• _Directions_
Each line of the listing where the string "house" appears is to be identified and copied.

········

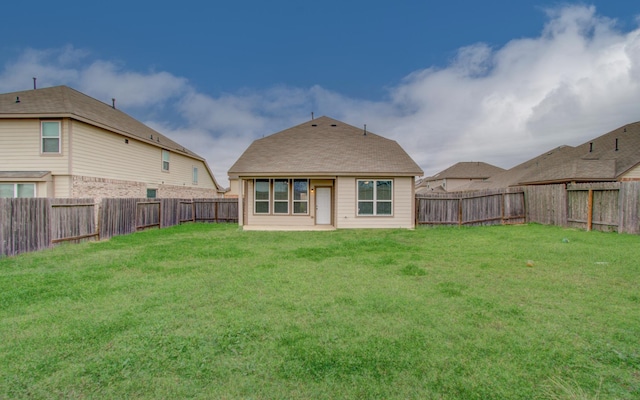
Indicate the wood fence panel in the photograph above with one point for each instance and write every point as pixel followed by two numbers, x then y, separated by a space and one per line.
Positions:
pixel 148 214
pixel 488 207
pixel 118 217
pixel 5 227
pixel 577 208
pixel 215 210
pixel 172 211
pixel 546 204
pixel 186 212
pixel 515 208
pixel 605 213
pixel 629 208
pixel 73 220
pixel 438 211
pixel 26 222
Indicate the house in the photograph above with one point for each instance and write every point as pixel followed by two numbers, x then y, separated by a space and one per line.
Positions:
pixel 58 142
pixel 612 157
pixel 325 174
pixel 457 176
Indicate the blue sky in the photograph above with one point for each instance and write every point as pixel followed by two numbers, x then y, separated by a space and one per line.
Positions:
pixel 495 81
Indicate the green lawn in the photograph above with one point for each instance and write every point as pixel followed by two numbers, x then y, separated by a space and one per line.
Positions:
pixel 209 311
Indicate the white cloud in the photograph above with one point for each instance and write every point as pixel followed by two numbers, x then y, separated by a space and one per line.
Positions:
pixel 578 79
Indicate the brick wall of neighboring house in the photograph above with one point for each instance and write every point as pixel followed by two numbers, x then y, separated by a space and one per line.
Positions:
pixel 184 192
pixel 99 188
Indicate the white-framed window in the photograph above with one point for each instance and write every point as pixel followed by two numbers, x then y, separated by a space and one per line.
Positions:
pixel 261 196
pixel 11 190
pixel 165 160
pixel 375 197
pixel 300 196
pixel 281 196
pixel 50 133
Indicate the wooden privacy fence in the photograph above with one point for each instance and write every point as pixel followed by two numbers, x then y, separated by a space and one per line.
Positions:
pixel 490 207
pixel 611 207
pixel 124 216
pixel 35 224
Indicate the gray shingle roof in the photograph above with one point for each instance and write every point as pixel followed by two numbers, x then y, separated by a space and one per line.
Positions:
pixel 63 101
pixel 324 146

········

• _Solution for this exercise_
Indicate the house in the photograph above with one point for each instance and write every point as pixel followed by two numbers, x then y, separated by a space and one per line.
Indicate the brick wall of neighboring house in the photograph above with one point for each instance and write every point as pixel followed by two numbers, x then y, separated by a space and one per line.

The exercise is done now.